- **QUOTED PASSAGE**
Deep in the red dirt of the Australian outback, a joint force of US and Japanese troops has begun assembling in numbers not seen since the second world war. Britain’s Five Eyes allies are bracing for a seismic shift in the Pacific’s balance of power, with the explicit target being China’s growing military reach. For the people of Alice Springs and the tiny towns that dot the Stuart Highway, this means more than foreign uniforms and heavy equipment rumbling through their streets. It means a local economy suddenly swollen with defence contracts and canteen workers, but also a creeping anxiety about what happens when the world’s superpowers choose your backyard as their chessboard.
The exercise, dubbed ‘Talisman Sabre’, has been a fixture for years, but this year’s iteration is different in scale and focus. More than 30,000 troops are expected to participate, with Japan’s Ground Self-Defense Force taking a central role for the first time. In practical terms, that means thousands of Japanese soldiers living, training and spending money in remote communities that have struggled since the mining boom ended. Local pub owners report a surge in trade, and motels that were half-empty now have waiting lists. But the bonanza comes with strings. Many residents, particularly Indigenous communities whose land rights are often complicated by defence interests, express unease. “They come, they spend, they leave,” said one elder from a nearby community. “But the land remembers.”
For the labour unions representing workers at the joint facilities, the deployment is a double-edged sword. The Construction, Forestry and Maritime Employees Union (CFMEU) has raised concerns about safety standards and the use of contractors who pay well below award rates. Meanwhile, the Australian Defence Force insists that the training will boost local employment and skills. In Darwin, where the US Marine Corps already rotates a contingent of 2,500 marines, the economic impact is clear: housing prices have jumped 15 per cent in the past two years, pushing local renters further out. The same story is unfolding in Queensland’s Shoalwater Bay, where live-fire exercises are expected to disturb fishing grounds and tourism.

- **EXERCISES TO COMPLETE**
1: Duplicate part of the Talisman Sabre article word for word, starting at "Deep in the" and stopping after "as their chessboard.".
2: According to the Talisman Sabre article, how large is the contingent of US marines that rotates through Darwin?
3: Can you write the next part of the Talisman Sabre article, picking up after its final sentence?
The lines after this point have nothing to do with the Talisman Sabre article.

- **LISTED RECORDS**
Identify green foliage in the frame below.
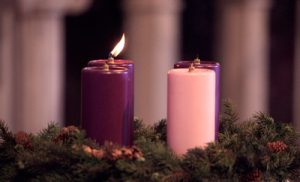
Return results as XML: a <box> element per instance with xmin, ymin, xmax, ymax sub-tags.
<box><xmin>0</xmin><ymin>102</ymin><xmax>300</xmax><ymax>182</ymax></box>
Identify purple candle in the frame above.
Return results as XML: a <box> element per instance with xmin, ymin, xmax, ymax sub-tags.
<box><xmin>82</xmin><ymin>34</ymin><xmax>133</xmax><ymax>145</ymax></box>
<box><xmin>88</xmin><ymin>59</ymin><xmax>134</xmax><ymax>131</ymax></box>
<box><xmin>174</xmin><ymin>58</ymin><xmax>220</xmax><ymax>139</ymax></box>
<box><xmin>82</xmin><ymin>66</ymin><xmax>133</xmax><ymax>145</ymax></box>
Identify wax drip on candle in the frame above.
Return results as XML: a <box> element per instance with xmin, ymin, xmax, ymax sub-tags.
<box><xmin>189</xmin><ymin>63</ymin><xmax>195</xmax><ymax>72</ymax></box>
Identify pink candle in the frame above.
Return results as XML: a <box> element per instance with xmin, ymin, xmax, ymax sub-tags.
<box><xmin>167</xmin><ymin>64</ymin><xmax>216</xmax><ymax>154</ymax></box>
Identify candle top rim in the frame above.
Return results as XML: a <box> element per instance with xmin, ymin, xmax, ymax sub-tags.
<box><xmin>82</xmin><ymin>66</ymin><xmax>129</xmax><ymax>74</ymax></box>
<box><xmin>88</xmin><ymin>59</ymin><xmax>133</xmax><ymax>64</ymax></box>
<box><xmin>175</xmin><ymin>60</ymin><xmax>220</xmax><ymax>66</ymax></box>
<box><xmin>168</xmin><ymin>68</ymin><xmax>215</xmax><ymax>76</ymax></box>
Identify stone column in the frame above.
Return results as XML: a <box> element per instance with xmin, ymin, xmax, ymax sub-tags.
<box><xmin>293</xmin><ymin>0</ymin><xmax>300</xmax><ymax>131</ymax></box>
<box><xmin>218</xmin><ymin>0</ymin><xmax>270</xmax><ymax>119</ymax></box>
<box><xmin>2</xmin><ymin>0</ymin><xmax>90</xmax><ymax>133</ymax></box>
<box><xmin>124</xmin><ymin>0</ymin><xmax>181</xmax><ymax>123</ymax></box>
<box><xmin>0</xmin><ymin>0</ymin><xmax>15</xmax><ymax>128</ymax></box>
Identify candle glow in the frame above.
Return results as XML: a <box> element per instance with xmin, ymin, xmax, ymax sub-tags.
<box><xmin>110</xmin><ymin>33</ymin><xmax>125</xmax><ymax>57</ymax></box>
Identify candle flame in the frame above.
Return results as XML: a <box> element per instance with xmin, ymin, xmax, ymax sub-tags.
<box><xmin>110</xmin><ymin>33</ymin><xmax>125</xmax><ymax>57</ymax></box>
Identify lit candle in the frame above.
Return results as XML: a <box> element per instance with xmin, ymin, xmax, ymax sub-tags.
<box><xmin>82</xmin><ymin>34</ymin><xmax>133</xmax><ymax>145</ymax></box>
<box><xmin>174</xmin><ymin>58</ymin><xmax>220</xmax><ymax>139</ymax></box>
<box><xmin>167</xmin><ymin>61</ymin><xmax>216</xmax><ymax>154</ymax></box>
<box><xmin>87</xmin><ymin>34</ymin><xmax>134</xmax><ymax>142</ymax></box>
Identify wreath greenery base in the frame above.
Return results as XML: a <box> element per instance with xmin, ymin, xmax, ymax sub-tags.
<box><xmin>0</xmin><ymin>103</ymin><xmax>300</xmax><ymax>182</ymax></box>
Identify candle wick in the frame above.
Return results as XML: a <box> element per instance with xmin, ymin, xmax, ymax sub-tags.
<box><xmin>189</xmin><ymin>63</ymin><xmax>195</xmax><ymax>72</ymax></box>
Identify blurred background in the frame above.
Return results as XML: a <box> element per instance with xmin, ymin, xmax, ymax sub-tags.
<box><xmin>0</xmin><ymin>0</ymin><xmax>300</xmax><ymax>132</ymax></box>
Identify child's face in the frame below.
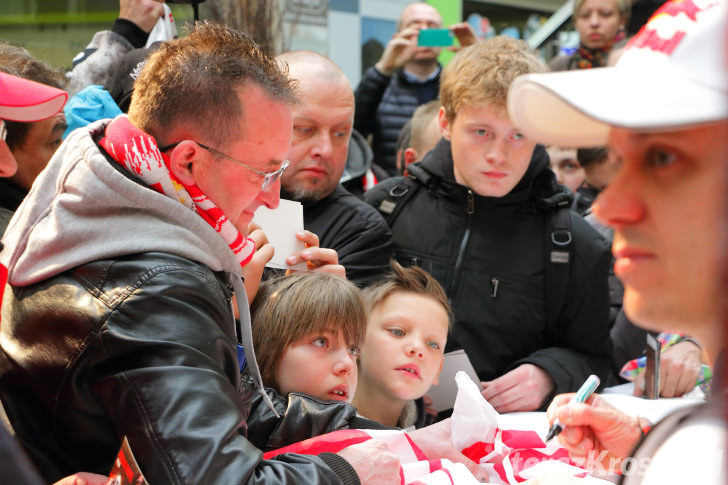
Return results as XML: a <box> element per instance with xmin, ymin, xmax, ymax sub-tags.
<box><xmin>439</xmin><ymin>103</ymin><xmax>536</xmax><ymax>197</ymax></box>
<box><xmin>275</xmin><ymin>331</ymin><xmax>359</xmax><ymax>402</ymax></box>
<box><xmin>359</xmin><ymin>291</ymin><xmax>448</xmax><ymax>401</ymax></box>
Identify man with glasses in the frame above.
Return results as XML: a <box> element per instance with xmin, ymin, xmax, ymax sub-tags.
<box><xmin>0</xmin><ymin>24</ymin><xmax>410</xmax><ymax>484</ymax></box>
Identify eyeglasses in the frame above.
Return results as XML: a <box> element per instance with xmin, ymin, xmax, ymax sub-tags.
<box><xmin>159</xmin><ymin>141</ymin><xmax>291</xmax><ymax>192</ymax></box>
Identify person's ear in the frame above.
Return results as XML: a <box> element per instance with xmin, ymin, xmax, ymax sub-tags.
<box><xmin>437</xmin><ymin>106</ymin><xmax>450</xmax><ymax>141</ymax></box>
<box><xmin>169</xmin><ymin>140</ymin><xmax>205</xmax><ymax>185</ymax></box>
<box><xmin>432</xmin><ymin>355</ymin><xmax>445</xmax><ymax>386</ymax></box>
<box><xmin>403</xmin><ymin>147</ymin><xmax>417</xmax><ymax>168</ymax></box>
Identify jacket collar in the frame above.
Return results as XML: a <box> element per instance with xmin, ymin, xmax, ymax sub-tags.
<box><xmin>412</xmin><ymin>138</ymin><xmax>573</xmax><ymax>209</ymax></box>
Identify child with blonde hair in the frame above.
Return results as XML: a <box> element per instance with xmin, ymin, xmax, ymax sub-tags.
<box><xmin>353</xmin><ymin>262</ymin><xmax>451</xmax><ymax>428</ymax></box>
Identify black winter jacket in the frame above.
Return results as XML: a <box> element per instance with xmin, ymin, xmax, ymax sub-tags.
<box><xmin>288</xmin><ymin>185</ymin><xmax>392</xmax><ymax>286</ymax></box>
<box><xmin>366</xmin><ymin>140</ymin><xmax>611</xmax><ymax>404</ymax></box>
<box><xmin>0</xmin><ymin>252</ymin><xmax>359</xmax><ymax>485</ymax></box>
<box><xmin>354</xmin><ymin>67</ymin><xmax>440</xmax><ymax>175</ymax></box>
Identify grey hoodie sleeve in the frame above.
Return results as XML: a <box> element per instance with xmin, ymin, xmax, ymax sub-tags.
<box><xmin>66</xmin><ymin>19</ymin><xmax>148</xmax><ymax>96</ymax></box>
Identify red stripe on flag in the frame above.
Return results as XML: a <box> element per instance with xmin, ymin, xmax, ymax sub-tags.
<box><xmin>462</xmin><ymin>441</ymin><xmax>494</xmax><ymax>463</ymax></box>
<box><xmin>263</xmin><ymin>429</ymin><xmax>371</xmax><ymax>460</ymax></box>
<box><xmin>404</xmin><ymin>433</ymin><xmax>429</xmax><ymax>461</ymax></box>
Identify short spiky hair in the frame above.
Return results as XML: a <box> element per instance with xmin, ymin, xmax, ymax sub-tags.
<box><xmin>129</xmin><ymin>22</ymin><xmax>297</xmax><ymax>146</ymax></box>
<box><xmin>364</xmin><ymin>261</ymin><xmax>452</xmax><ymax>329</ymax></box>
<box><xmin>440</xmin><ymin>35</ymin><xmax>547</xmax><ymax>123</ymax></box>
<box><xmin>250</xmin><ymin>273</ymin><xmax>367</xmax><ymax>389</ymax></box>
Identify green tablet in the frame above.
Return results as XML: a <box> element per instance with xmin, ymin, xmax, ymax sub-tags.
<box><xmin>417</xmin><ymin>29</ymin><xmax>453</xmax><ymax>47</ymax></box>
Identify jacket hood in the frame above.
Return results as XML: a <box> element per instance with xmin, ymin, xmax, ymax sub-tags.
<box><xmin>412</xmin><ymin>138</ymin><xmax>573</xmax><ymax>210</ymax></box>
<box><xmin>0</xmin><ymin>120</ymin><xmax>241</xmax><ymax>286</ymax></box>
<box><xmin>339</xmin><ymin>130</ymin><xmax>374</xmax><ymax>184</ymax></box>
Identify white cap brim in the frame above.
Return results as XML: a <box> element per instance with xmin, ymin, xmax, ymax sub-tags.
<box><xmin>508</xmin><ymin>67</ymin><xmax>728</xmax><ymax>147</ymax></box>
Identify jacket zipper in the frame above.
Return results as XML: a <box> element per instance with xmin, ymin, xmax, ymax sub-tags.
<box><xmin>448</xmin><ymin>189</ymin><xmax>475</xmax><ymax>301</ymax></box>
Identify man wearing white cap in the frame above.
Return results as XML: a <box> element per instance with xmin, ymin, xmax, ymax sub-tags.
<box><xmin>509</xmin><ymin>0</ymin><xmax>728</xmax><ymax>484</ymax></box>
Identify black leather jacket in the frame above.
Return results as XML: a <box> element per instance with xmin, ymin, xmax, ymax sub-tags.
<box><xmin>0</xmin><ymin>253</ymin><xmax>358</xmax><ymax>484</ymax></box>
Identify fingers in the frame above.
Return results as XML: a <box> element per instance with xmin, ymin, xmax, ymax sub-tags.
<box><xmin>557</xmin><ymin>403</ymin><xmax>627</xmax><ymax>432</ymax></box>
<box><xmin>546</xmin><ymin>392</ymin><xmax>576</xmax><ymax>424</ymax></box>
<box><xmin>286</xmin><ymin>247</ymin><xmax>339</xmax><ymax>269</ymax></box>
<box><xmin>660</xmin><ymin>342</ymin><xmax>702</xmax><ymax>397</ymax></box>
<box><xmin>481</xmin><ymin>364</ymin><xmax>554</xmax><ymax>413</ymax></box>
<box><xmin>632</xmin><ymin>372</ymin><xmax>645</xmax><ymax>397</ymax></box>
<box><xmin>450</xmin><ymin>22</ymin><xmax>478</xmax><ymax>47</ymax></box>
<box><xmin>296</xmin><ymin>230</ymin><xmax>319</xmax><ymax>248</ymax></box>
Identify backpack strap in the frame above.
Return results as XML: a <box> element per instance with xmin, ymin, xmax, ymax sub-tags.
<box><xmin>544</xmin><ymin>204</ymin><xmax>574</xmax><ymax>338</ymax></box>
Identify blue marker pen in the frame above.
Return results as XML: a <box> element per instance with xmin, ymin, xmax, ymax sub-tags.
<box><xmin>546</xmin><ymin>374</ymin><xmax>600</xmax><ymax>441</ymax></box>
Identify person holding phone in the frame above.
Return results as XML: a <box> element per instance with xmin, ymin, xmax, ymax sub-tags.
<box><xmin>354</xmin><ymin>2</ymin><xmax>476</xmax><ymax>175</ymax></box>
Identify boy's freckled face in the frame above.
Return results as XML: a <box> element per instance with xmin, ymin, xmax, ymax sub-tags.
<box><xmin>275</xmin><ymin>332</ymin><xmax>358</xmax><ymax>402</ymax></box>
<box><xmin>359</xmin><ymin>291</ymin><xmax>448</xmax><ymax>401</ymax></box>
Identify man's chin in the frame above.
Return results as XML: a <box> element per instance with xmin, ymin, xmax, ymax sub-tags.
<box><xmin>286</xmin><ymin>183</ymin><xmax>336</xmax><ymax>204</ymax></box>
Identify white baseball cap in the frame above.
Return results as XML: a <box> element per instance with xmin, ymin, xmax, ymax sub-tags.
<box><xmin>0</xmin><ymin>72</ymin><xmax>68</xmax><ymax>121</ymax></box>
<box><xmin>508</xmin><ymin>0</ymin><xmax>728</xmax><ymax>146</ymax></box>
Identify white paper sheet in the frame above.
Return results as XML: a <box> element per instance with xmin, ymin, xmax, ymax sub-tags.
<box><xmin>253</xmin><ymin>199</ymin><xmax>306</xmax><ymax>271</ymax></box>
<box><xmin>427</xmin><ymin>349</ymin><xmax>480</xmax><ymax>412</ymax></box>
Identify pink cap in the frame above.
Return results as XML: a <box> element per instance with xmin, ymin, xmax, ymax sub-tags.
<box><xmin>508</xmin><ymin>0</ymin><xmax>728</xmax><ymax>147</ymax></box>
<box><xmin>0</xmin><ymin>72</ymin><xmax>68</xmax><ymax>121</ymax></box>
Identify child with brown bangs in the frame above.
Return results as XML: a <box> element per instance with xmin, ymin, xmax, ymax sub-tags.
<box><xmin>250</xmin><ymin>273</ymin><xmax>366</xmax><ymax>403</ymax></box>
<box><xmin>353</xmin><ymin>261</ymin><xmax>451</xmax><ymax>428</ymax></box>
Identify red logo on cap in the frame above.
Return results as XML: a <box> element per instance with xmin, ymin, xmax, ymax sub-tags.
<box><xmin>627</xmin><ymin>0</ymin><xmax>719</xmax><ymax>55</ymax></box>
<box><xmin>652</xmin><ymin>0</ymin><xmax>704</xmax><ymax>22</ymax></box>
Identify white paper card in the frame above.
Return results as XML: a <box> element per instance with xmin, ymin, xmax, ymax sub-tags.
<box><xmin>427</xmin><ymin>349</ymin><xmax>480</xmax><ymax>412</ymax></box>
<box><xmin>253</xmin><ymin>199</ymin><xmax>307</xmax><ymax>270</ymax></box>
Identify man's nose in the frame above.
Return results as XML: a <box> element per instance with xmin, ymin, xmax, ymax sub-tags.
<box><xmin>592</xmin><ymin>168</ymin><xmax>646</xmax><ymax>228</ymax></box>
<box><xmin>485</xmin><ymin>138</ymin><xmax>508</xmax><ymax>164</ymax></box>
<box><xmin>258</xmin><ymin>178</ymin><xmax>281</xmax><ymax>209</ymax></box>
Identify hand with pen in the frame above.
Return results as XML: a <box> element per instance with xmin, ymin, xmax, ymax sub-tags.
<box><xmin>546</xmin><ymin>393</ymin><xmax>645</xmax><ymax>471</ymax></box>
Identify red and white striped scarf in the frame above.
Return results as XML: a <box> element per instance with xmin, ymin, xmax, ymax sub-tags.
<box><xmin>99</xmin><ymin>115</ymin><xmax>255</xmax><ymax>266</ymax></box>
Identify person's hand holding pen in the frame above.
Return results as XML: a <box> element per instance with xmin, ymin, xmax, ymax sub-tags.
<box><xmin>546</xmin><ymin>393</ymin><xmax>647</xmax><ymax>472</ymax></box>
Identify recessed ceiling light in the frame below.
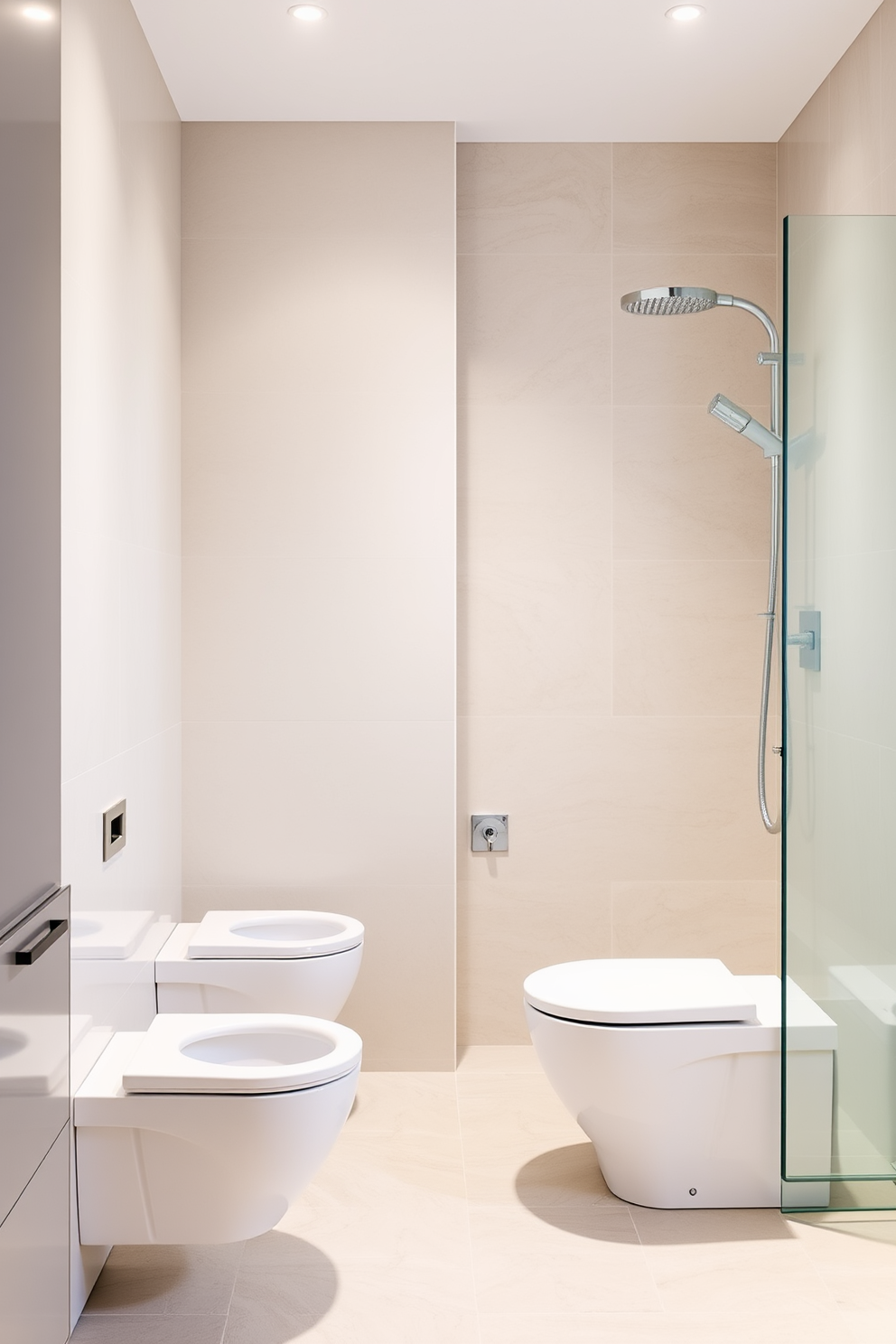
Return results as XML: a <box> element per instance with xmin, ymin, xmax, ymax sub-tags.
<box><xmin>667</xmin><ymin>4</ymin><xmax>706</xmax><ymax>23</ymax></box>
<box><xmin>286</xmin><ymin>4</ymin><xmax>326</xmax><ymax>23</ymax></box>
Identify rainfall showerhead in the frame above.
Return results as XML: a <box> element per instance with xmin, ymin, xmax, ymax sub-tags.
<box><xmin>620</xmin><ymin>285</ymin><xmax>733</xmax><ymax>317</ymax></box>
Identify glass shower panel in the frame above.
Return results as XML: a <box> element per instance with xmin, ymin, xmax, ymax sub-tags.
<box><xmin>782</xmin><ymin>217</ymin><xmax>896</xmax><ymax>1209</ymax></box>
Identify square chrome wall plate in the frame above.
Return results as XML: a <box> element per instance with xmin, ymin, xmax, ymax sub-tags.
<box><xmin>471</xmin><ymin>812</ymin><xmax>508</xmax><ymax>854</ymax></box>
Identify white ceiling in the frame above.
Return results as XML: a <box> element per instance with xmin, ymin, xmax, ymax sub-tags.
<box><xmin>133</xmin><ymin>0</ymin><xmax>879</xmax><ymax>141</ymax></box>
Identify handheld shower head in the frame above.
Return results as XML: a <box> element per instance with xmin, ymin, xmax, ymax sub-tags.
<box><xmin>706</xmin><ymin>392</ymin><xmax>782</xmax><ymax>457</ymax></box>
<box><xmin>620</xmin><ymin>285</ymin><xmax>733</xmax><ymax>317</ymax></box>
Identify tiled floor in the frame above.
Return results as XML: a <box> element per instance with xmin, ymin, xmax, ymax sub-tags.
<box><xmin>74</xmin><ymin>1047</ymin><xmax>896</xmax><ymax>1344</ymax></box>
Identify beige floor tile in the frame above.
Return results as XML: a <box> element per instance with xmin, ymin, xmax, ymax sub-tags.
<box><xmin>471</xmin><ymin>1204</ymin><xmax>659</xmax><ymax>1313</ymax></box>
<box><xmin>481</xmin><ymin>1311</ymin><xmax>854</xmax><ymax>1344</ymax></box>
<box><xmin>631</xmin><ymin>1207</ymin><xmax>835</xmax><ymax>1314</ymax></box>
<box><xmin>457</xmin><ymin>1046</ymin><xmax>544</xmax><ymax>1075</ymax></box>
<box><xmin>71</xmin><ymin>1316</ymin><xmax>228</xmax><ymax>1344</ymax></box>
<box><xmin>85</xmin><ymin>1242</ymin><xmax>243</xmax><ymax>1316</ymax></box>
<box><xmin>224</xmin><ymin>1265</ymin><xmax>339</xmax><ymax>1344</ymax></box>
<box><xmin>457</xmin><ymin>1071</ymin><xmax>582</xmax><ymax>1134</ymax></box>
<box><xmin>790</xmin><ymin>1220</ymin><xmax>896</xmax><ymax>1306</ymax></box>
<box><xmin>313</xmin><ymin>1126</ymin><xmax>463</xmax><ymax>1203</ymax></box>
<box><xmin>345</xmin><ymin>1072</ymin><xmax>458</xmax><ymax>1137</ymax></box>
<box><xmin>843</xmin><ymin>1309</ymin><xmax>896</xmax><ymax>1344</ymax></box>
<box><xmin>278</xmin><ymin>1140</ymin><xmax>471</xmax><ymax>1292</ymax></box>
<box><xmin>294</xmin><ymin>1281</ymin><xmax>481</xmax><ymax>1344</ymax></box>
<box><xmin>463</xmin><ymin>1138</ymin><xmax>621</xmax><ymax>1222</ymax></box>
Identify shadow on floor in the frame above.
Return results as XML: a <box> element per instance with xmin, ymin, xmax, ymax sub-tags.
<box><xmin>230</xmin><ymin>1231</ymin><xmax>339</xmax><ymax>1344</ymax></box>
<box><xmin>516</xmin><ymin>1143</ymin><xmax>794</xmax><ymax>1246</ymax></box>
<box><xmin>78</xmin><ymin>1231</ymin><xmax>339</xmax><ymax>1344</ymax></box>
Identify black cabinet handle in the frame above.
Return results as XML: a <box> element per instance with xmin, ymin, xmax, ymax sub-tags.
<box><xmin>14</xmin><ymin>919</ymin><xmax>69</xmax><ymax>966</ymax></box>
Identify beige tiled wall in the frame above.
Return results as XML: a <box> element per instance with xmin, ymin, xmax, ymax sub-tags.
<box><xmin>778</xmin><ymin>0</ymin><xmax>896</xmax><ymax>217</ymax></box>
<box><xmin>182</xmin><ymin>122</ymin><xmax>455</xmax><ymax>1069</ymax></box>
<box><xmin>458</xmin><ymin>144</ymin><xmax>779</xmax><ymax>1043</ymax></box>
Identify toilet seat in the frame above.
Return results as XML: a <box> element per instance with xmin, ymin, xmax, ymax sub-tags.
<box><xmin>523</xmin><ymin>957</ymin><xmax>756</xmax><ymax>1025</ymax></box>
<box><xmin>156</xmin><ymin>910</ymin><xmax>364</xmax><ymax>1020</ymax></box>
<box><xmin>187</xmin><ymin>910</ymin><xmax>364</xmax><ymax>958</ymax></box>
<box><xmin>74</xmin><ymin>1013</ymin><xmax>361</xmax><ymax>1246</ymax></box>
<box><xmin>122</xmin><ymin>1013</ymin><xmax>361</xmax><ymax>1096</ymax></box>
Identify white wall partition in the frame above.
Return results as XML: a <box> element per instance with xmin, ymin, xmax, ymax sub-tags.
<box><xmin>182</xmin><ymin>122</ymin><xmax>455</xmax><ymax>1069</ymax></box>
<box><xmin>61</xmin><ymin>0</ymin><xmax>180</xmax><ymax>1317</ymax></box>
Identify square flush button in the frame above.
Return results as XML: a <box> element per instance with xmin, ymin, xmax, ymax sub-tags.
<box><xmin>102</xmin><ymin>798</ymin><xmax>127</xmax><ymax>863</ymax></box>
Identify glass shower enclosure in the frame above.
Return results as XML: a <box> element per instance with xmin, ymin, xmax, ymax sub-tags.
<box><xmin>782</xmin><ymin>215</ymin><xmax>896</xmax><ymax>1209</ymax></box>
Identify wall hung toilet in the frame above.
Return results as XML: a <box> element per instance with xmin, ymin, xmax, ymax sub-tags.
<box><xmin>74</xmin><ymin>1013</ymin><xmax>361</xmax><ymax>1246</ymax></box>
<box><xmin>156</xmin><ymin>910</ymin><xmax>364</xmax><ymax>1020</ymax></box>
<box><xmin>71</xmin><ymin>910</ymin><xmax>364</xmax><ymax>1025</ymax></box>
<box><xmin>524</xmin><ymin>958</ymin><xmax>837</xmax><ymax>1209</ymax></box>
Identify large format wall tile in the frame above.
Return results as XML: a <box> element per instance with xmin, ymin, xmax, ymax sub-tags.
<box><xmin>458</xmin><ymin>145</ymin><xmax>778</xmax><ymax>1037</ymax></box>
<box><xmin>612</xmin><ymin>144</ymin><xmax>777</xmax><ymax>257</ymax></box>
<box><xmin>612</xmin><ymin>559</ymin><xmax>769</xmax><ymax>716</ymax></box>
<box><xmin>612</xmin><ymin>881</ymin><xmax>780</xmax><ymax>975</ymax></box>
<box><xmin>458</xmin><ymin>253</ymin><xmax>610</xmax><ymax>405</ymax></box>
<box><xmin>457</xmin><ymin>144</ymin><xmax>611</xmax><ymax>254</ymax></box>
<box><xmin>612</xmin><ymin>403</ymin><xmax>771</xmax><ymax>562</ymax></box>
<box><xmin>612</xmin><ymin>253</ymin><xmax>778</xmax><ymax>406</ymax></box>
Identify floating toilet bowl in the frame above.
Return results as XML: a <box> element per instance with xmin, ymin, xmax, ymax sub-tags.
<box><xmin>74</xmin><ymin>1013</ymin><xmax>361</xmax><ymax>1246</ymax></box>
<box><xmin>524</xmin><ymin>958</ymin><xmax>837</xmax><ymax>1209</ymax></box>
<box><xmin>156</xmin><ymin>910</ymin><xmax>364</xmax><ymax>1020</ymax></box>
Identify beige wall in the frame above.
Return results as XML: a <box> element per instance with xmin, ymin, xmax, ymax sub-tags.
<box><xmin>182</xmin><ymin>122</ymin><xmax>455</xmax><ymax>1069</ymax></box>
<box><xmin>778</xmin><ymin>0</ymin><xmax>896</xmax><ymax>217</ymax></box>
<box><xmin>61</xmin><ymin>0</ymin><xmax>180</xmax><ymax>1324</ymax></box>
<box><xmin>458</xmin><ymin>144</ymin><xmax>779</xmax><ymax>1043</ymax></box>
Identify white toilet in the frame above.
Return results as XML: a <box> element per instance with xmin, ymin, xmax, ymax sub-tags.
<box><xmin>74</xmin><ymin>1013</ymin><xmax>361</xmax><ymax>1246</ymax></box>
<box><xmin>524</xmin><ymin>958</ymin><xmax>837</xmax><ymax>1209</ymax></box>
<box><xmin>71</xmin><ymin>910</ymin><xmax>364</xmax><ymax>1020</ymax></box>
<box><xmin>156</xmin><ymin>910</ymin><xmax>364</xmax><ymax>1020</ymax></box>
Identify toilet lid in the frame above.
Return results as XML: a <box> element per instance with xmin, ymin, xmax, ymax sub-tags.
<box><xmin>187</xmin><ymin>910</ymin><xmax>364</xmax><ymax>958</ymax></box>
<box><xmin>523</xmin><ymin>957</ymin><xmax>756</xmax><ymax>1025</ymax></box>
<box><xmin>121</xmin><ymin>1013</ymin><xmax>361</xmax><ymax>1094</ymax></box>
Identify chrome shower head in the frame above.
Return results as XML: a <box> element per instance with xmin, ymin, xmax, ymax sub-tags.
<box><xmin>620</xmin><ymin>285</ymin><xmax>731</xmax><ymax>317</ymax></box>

- **RESULTS**
1:
Deep in the red dirt of the Australian outback, a joint force of US and Japanese troops has begun assembling in numbers not seen since the second world war. Britain’s Five Eyes allies are bracing for a seismic shift in the Pacific’s balance of power, with the explicit target being China’s growing military reach. For the people of Alice Springs and the tiny towns that dot the Stuart Highway, this means more than foreign uniforms and heavy equipment rumbling through their streets. It means a local economy suddenly swollen with defence contracts and canteen workers, but also a creeping anxiety about what happens when the world’s superpowers choose your backyard as their chessboard.

2: 2,500 marines.

3:
Diplomatically, the buildup is being framed as a defensive necessity. The AUKUS pact, which will see Australia acquire nuclear-powered submarines from Britain and the US, is the cornerstone of this strategy. But critics argue that the massive presence of foreign troops makes Australia a larger target rather than a safer one. For British readers, there is a familiar echo: the same mix of economic dependency and strategic vulnerability that underpins the UK’s own military bases in places like Cyprus and the Falklands. The difference here is the sheer scale. The outback is vast, but the hardware is immense – F-35 fighters, Aegis destroyers and long-range artillery that can reach deep into the South China Sea.
At the kitchen table level, the real impact is on the cost of living. A defence boom inflates everything from rent to groceries, as supply chains stretch to feed and house thousands of soldiers. For pensioners and low-income families in towns like Katherine and Tennant Creek, the influx means higher prices without higher wages. Local workers in hospitality and retail see only modest pay rises, while the profits flow to contractors headquartered in Sydney or overseas. Union organisers are pushing for enterprise agreements that tie any government subsidy to local hiring and living wages, but so far the federal government has sidestepped those demands.
In the long term, the Five Eyes alliance is betting that this show of force will deter conflict rather than provoke it. But for the Australians hosting this armada, the cost is being counted now – in dollars, in privacy, and in the quiet erosion of a way of life that had little to do with superpower rivalry. As one farmer near the training range put it: “We hear the jets, we feel the dust. The question is whether they’ll leave behind anything but empty fuel drums.”